**Assigned task**
Search the records for "integer" and copy each line that holds it.

**Data to examine**
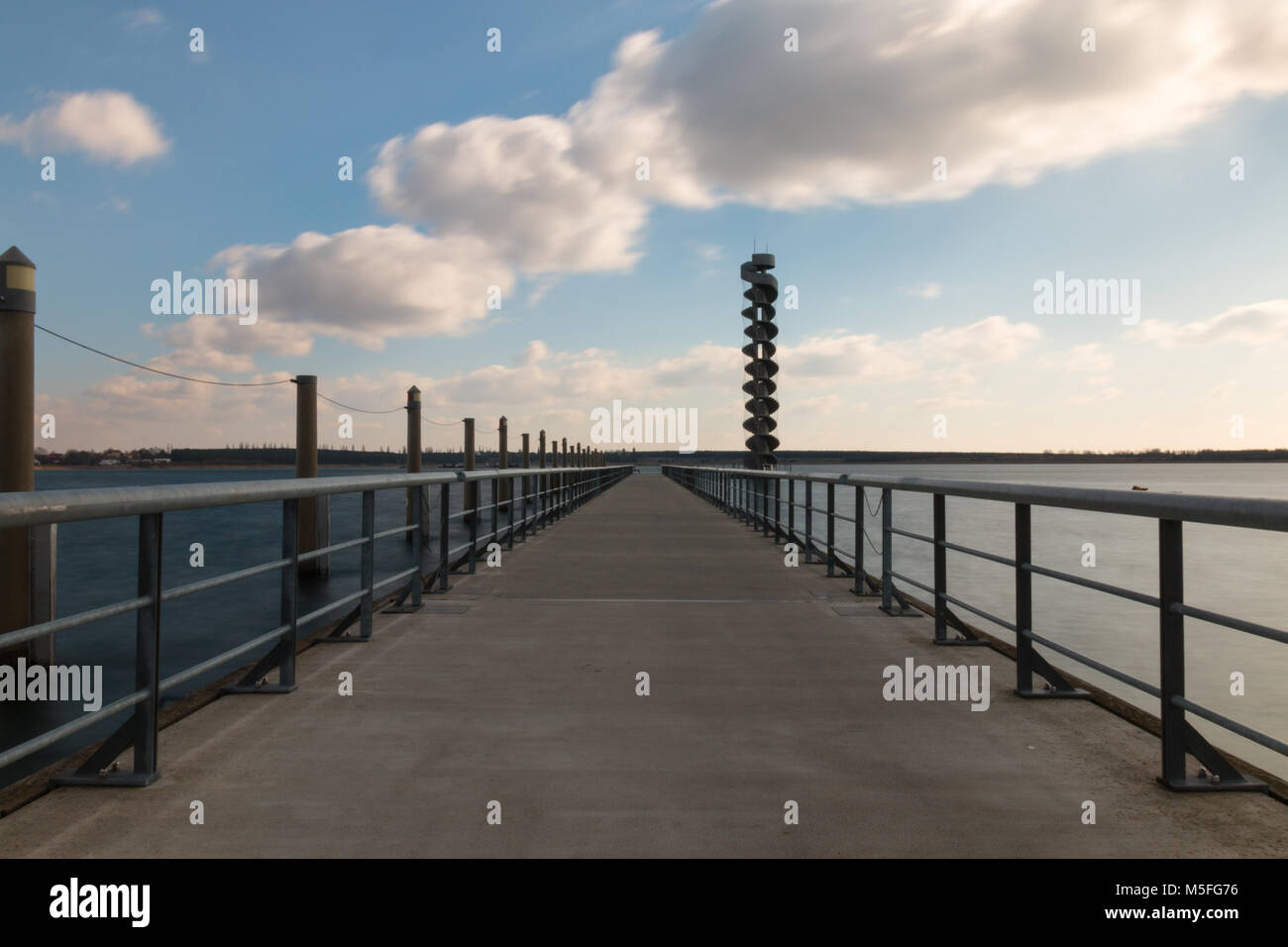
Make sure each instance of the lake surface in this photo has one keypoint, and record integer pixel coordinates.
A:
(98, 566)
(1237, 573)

* * *

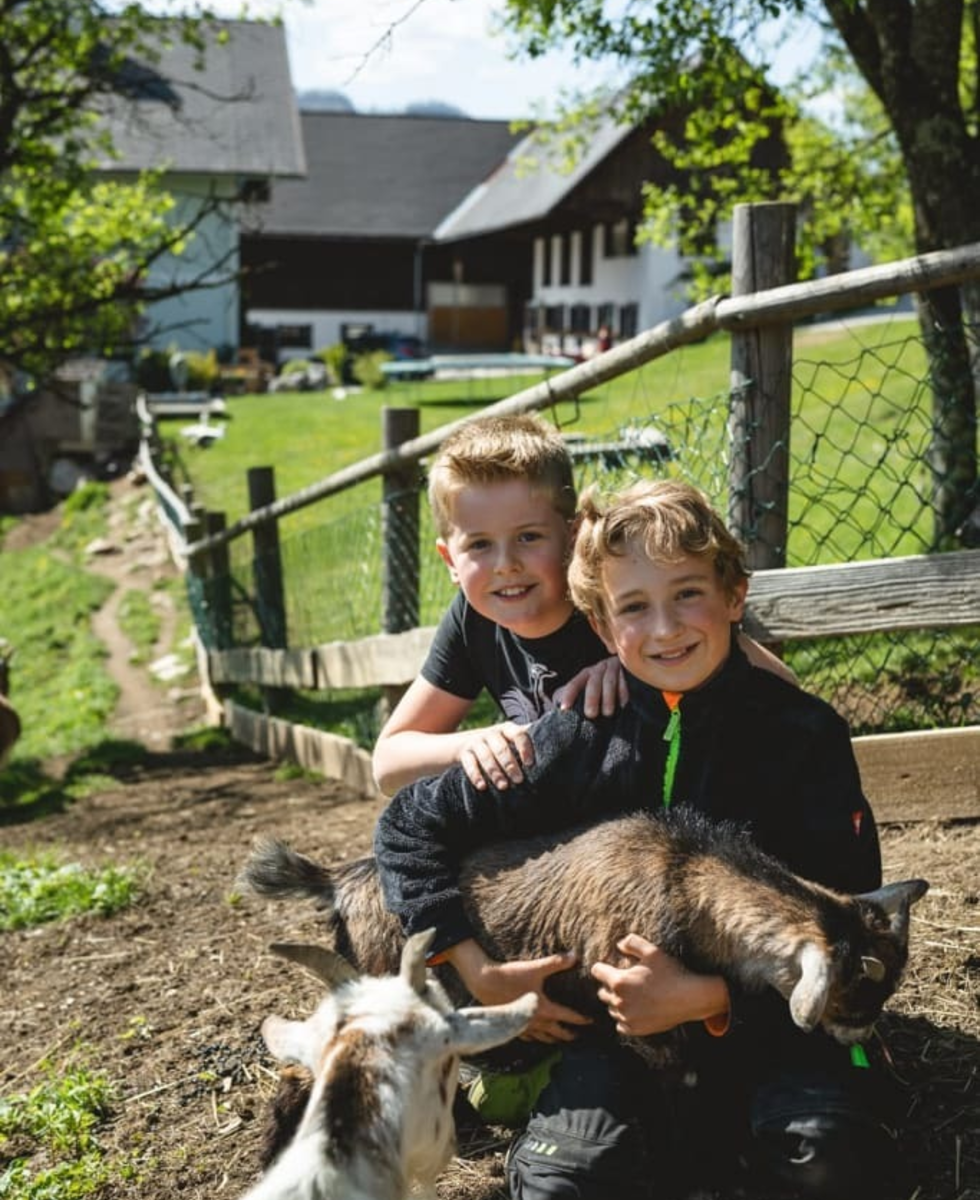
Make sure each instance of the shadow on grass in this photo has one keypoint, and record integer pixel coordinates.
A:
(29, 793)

**Answer box**
Make sure each instance of the lake surface in this photo has one keypoint, and record integer pixel coordinates.
Make sure each instance of the shadow on grass in this photo has one keypoint, and record integer pixel coordinates.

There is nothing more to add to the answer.